Short problem:
Find every line in the records below that contains the word "white", and copy each of those lines.
───── Material for the task
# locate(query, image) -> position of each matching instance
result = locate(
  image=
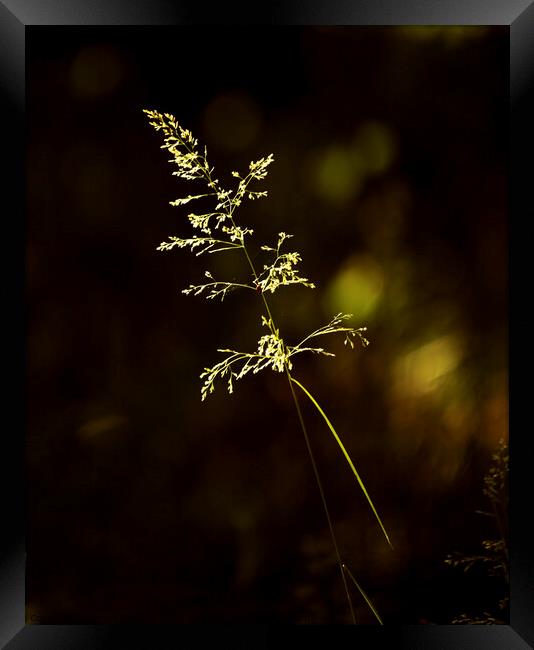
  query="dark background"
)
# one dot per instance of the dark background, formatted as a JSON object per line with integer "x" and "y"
{"x": 390, "y": 150}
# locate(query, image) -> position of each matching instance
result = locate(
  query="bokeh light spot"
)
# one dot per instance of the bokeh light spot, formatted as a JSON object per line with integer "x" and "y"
{"x": 423, "y": 370}
{"x": 356, "y": 288}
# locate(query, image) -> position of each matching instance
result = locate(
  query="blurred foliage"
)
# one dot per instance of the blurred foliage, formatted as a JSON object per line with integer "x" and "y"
{"x": 494, "y": 557}
{"x": 391, "y": 148}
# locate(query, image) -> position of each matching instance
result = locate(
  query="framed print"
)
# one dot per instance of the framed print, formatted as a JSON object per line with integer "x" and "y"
{"x": 259, "y": 340}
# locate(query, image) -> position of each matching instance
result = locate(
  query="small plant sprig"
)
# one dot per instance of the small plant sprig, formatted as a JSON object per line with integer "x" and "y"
{"x": 216, "y": 231}
{"x": 494, "y": 555}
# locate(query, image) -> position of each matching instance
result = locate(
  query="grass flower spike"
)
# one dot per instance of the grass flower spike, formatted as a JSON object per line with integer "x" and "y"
{"x": 215, "y": 230}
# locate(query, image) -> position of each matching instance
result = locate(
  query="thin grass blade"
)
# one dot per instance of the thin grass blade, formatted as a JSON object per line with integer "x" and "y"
{"x": 338, "y": 440}
{"x": 362, "y": 592}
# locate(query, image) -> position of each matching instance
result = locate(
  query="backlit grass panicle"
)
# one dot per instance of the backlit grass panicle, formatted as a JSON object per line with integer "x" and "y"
{"x": 219, "y": 233}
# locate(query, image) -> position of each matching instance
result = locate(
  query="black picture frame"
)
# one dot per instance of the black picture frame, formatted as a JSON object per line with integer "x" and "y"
{"x": 15, "y": 18}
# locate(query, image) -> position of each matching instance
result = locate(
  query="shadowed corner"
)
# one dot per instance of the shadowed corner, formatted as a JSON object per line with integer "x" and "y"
{"x": 12, "y": 58}
{"x": 12, "y": 592}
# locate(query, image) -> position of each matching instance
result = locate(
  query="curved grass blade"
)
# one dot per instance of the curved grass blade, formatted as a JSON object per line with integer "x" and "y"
{"x": 330, "y": 426}
{"x": 362, "y": 592}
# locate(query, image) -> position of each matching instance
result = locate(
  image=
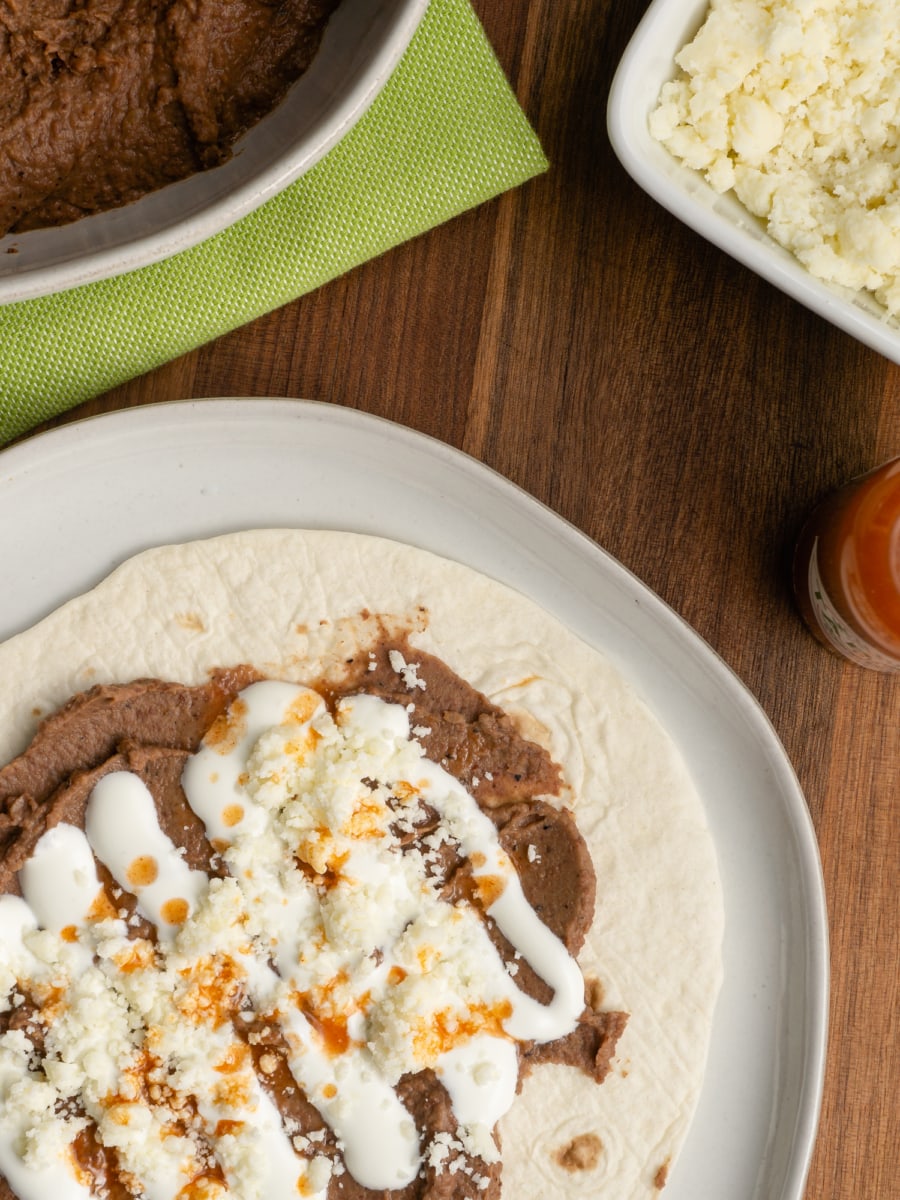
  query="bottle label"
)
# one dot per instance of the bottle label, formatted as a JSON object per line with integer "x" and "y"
{"x": 844, "y": 639}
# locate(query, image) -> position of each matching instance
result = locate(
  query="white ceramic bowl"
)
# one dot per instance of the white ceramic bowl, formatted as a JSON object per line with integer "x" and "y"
{"x": 646, "y": 65}
{"x": 363, "y": 43}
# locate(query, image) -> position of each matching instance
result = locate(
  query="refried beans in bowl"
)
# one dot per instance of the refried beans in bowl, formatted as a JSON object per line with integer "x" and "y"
{"x": 133, "y": 129}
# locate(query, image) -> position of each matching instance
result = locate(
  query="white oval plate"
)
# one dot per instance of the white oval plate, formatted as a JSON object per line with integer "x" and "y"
{"x": 82, "y": 498}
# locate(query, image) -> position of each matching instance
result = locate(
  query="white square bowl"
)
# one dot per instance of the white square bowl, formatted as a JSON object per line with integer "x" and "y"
{"x": 363, "y": 43}
{"x": 646, "y": 65}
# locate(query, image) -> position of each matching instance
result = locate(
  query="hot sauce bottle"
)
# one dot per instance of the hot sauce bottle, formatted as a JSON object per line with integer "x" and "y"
{"x": 846, "y": 570}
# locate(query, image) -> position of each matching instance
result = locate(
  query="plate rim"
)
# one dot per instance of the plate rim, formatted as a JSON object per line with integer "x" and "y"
{"x": 33, "y": 454}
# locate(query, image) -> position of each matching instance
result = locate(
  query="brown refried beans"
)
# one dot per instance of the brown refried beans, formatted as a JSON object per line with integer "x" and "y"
{"x": 150, "y": 727}
{"x": 102, "y": 101}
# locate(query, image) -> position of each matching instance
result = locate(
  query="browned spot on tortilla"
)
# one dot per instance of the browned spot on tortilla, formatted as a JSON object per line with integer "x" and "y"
{"x": 594, "y": 993}
{"x": 227, "y": 730}
{"x": 191, "y": 621}
{"x": 582, "y": 1153}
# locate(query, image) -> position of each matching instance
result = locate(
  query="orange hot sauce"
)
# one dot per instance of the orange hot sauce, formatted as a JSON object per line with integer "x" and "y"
{"x": 846, "y": 570}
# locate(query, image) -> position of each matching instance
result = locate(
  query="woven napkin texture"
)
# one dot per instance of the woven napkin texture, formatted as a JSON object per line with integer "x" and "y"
{"x": 444, "y": 135}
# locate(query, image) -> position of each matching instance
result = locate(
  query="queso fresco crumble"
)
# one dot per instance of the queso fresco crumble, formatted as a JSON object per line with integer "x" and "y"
{"x": 795, "y": 105}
──────────
Finished task:
  query="white ceramic bowl"
# one dot per instance of the white ceramic bowl, formatted as a JSON object per line with integer "x" and "y"
  query="white oval plate"
# one dot per instance of the white oval plate, formatted as a JSON object per line with integer "x" and "y"
  query="white square bowl"
# one dot per instance of the white square bowl, formatted as a JSON object per line with integer "x" and "y"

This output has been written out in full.